And then personally: the main reason I'd use a Rust library like the OP over a Python library is the tooling/dependency management. Running a Rust project with dependencies Just Works and that's extremely valuable to me. But, it'll always be weighed against the costs of using a lower-level language.

[+] gtani|2 years ago|reply

I'd invite you to keep up on improvements in tooling like analyzer and auto-fixing clippy warnings (tho understanding internals of linters, borrow and type checkers is a full time job and then some)

https://www.infoworld.com/article/3267624/whats-new-in-the-r...

[+] dkarl|2 years ago|reply

Rust needs a prototyping/scripting/application language on top of it, with 80% of the speed and 99% of the safety, with automatic memory management (reference counting or GC) and at least one idiomatic way of doing concurrency that disallows sharing mutable state. A language that is tailor-made for building applications quickly on top of the Rust ecosystem, with a build tool that gracefully handles mixed projects if you need to build part of your application in Rust, and support for writing small shebang scripts.

Also, I'd like a pony, a jetpack, and VIP passes to the premiere of Dune: Part 2.

[+] synergy20|2 years ago|reply

A similar situation here for me. Rust might be a modern Ada for a particular use case(system programming), I was puzzled why stackoverflow ranked it as 'the most loved' language for years. For each language related post at HN, you will always see rust lover's posts there saying "I wish it's in rust", or "there is a rust version", or "rust is even better". The reality does not match up with the enthusiasm for me though, what am I missing?

After each try with Rust, I ended up going back to c++ myself, it's just more productive in practice.

[+] say_it_as_it_is|2 years ago|reply

Python stands on the shoulders of giants writing C libraries. Those people think a lot of about problems you haven't had to deal with.

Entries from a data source
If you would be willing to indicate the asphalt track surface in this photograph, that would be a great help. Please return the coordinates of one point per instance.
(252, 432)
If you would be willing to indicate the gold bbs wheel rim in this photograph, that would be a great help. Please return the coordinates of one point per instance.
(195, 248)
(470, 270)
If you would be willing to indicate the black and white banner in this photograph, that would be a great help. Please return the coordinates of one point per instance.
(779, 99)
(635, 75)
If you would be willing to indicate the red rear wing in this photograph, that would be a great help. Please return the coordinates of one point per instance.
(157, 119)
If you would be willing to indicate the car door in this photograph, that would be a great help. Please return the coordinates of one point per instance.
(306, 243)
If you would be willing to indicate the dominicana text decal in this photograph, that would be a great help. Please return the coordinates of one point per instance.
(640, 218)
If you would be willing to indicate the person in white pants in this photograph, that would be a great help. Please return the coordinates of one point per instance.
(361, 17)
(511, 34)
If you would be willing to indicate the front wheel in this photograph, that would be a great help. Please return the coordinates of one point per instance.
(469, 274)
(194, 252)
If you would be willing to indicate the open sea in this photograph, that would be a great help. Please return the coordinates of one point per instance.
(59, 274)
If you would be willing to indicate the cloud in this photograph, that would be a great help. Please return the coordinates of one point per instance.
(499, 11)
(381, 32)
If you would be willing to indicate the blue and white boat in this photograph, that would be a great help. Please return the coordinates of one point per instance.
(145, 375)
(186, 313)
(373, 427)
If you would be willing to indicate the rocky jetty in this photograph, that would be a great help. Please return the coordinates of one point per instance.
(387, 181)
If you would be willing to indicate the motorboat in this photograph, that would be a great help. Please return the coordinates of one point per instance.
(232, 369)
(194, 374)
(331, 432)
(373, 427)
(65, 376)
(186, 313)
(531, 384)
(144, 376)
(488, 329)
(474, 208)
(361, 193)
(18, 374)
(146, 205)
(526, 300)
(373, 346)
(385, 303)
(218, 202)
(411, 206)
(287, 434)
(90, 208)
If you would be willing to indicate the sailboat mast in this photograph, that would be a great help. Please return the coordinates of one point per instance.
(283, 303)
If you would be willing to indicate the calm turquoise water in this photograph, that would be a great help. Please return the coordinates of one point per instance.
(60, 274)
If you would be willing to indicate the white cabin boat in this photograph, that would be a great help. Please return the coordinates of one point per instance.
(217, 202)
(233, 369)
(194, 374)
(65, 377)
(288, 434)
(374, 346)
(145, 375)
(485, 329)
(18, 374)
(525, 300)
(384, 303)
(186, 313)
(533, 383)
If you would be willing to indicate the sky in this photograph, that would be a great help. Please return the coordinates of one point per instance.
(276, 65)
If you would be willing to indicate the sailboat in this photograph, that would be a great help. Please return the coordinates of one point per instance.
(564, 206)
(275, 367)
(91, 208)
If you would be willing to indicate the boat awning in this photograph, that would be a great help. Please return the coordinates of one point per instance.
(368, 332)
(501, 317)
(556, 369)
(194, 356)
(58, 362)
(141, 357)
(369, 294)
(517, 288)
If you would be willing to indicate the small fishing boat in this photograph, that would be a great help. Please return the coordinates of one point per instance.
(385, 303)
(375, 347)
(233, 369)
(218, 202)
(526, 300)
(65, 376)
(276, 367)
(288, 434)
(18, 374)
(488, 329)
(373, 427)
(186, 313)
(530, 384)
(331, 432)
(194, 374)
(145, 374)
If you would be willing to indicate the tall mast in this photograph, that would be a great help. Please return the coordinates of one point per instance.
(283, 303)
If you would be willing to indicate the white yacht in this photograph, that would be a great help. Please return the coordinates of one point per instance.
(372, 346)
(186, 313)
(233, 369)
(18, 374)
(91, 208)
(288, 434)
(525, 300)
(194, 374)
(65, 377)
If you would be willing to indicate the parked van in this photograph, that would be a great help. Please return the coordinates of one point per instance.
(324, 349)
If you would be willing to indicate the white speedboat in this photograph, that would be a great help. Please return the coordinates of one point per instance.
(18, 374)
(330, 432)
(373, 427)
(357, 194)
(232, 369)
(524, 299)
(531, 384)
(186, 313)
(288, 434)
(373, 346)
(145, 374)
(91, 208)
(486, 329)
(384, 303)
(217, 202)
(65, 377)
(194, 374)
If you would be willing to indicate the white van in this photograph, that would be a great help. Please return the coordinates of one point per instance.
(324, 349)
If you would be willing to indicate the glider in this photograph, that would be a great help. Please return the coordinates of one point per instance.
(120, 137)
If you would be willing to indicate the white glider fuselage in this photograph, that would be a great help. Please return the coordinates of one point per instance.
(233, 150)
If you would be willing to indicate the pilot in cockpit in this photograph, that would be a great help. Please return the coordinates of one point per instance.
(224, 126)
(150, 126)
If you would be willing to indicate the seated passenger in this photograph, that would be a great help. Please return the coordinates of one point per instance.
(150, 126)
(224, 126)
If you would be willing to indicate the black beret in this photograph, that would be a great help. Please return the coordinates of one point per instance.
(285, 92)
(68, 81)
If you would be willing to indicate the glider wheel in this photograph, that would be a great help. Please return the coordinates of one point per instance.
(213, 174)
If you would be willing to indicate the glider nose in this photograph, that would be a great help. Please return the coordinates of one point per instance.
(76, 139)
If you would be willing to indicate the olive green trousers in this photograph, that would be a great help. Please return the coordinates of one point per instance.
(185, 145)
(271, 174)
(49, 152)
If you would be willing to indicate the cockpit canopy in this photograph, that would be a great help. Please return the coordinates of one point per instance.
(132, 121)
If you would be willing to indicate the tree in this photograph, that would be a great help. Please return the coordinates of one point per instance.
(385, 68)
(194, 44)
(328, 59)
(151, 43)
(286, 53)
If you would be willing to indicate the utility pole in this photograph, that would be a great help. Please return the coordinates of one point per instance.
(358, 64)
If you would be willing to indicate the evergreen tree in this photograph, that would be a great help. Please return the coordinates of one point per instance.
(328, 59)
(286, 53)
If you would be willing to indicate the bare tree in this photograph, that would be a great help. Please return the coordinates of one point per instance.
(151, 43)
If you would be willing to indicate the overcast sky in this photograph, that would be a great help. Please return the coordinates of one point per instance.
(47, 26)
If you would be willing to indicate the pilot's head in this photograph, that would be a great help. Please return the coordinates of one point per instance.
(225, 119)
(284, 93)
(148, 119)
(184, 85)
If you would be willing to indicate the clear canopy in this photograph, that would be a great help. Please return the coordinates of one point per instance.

- LIST OF TASKS
A) Print the forum thread about Rust in full, reproducing every line without alteration.
B) Render the lines of the entries as a JSON list of strings, one string per line and with blank lines omitted. Begin with the line containing "If you would be willing to indicate the evergreen", continue through the final line of the entries, and include no other lines.

- SOLUTION LIST
A)
And then personally: the main reason I'd use a Rust library like the OP over a Python library is the tooling/dependency management. Running a Rust project with dependencies Just Works and that's extremely valuable to me. But, it'll always be weighed against the costs of using a lower-level language.

[+] gtani|2 years ago|reply

I'd invite you to keep up on improvements in tooling like analyzer and auto-fixing clippy warnings (tho understanding internals of linters, borrow and type checkers is a full time job and then some)

https://www.infoworld.com/article/3267624/whats-new-in-the-r...

[+] dkarl|2 years ago|reply

Rust needs a prototyping/scripting/application language on top of it, with 80% of the speed and 99% of the safety, with automatic memory management (reference counting or GC) and at least one idiomatic way of doing concurrency that disallows sharing mutable state. A language that is tailor-made for building applications quickly on top of the Rust ecosystem, with a build tool that gracefully handles mixed projects if you need to build part of your application in Rust, and support for writing small shebang scripts.

Also, I'd like a pony, a jetpack, and VIP passes to the premiere of Dune: Part 2.

[+] synergy20|2 years ago|reply

A similar situation here for me. Rust might be a modern Ada for a particular use case(system programming), I was puzzled why stackoverflow ranked it as 'the most loved' language for years. For each language related post at HN, you will always see rust lover's posts there saying "I wish it's in rust", or "there is a rust version", or "rust is even better". The reality does not match up with the enthusiasm for me though, what am I missing?

After each try with Rust, I ended up going back to c++ myself, it's just more productive in practice.

[+] say_it_as_it_is|2 years ago|reply

Python stands on the shoulders of giants writing C libraries. Those people think a lot of about problems you haven't had to deal with.

B)
[
  "If you would be willing to indicate the evergreen tree in this photograph, that would be a great help. Please return the coordinates of one point per instance.",
  "(328, 59)",
  "(286, 53)",
  "If you would be willing to indicate the bare tree in this photograph, that would be a great help. Please return the coordinates of one point per instance.",
  "(151, 43)",
  "If you would be willing to indicate the overcast sky in this photograph, that would be a great help. Please return the coordinates of one point per instance.",
  "(47, 26)",
  "If you would be willing to indicate the pilot's head in this photograph, that would be a great help. Please return the coordinates of one point per instance.",
  "(225, 119)",
  "(284, 93)",
  "(148, 119)",
  "(184, 85)",
  "If you would be willing to indicate the clear canopy in this photograph, that would be a great help. Please return the coordinates of one point per instance."
]